INFORMATION GIVEN

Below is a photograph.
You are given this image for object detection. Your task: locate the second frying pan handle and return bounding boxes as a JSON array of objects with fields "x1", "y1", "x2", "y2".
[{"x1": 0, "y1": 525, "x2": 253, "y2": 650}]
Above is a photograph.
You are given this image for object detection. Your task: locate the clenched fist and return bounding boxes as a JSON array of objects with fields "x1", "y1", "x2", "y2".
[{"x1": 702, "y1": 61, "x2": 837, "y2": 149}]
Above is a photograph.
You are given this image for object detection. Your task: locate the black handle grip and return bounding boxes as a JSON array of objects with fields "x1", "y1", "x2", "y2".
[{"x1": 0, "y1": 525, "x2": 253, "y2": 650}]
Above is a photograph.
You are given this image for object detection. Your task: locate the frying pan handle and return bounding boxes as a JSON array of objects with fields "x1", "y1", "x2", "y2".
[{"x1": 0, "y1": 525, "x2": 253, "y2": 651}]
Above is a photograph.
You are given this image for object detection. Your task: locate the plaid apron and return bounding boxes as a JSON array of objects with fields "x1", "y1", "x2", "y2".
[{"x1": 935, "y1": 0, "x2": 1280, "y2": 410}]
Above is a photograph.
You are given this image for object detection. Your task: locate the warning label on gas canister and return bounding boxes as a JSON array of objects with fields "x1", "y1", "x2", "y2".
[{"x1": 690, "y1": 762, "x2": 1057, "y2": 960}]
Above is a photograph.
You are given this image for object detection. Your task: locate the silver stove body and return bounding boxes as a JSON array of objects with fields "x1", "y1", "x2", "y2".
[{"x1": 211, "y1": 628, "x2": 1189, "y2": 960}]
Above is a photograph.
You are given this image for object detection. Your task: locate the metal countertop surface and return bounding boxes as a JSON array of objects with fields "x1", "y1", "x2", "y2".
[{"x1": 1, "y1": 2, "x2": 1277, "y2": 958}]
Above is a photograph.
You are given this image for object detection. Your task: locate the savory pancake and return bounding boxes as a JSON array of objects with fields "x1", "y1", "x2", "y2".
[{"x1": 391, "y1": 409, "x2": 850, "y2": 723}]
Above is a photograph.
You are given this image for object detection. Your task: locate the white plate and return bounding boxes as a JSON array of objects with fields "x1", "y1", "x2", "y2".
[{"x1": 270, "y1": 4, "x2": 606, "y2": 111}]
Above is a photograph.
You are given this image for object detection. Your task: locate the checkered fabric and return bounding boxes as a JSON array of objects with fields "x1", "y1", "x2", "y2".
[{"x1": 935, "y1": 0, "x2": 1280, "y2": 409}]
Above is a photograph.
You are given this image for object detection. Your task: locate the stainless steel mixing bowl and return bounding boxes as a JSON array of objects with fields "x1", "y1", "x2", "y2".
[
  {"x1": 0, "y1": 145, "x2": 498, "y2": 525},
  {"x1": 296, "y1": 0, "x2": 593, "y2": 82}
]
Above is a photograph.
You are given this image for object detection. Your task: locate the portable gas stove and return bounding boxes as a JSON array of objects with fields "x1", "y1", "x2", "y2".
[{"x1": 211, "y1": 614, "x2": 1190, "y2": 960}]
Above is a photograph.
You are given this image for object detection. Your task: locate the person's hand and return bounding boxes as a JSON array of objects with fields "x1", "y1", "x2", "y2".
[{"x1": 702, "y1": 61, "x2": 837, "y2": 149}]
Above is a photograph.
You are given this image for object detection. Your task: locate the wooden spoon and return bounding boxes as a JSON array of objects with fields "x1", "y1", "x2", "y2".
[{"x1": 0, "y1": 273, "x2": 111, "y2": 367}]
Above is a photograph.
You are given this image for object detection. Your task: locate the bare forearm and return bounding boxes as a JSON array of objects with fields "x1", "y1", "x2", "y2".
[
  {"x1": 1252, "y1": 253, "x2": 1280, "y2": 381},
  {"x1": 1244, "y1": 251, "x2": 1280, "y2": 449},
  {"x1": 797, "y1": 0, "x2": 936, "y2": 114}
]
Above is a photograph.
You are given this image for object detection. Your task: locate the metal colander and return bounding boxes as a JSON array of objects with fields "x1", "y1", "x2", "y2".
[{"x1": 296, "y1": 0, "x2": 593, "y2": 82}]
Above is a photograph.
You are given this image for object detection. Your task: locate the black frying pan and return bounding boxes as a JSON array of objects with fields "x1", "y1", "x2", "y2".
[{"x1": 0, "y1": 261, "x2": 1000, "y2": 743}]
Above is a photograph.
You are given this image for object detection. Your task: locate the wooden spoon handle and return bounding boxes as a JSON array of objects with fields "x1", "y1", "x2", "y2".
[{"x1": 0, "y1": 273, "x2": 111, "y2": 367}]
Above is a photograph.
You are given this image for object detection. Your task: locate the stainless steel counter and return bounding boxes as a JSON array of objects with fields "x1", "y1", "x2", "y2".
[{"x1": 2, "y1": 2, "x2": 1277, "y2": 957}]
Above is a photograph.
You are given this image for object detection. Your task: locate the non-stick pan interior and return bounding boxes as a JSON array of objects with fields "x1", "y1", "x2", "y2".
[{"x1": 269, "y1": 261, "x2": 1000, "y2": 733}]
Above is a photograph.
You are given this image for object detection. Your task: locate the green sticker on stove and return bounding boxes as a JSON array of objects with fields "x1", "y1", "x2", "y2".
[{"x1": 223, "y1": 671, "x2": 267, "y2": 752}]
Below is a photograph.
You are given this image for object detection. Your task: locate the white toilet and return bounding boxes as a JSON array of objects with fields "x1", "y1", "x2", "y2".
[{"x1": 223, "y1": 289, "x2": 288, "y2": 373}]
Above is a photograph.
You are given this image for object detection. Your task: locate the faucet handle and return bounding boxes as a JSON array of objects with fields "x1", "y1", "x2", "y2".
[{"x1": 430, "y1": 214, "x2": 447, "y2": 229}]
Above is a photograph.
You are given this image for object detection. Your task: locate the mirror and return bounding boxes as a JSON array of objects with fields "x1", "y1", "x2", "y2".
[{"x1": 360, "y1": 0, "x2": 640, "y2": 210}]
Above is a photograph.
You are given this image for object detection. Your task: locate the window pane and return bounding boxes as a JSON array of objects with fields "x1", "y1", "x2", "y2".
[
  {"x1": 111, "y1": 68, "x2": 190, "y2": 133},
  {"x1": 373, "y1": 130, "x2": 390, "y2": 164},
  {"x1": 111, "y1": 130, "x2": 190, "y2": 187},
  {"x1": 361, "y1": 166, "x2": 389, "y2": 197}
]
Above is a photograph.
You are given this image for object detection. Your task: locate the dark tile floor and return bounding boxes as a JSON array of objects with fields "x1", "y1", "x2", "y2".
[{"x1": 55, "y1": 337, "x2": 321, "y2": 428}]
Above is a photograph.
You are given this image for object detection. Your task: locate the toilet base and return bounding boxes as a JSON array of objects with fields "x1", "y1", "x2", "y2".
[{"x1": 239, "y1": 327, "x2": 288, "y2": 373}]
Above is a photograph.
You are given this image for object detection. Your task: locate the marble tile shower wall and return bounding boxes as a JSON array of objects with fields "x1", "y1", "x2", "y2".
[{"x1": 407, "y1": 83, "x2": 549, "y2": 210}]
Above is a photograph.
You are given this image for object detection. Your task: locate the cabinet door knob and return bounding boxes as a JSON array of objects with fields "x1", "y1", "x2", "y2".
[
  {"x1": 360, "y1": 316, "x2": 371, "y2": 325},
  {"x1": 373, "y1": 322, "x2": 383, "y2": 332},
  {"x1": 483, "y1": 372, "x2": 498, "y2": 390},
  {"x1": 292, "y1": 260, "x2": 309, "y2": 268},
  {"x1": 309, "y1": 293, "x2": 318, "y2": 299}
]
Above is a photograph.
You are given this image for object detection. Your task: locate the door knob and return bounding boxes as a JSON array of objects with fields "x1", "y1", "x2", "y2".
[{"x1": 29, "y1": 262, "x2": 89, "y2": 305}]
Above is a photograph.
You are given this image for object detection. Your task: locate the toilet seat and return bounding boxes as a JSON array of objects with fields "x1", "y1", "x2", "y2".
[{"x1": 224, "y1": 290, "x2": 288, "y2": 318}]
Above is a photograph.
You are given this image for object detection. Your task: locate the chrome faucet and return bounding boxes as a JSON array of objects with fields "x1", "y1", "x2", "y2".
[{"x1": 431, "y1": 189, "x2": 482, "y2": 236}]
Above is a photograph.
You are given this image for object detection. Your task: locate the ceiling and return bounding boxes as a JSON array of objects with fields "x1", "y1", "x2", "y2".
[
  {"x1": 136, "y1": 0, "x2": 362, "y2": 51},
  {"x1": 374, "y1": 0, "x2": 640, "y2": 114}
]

WORK INSTRUCTIONS
Copy the lines above exactly, beginning at the line containing "locate the chrome" and stopping at the last line.

RESULT OF THE EXERCISE
You are given this image for object detection. Your task: locate the chrome faucet and return bounding boxes as a JSON array of objects with fields "x1", "y1", "x2", "y2".
[{"x1": 431, "y1": 189, "x2": 482, "y2": 236}]
Above is a photograph.
You are given this image for object detection. Your task: locate the ceiling and return bounding boxes as a JSON array of objects with fields "x1", "y1", "x2", "y2".
[
  {"x1": 136, "y1": 0, "x2": 362, "y2": 51},
  {"x1": 374, "y1": 0, "x2": 640, "y2": 114}
]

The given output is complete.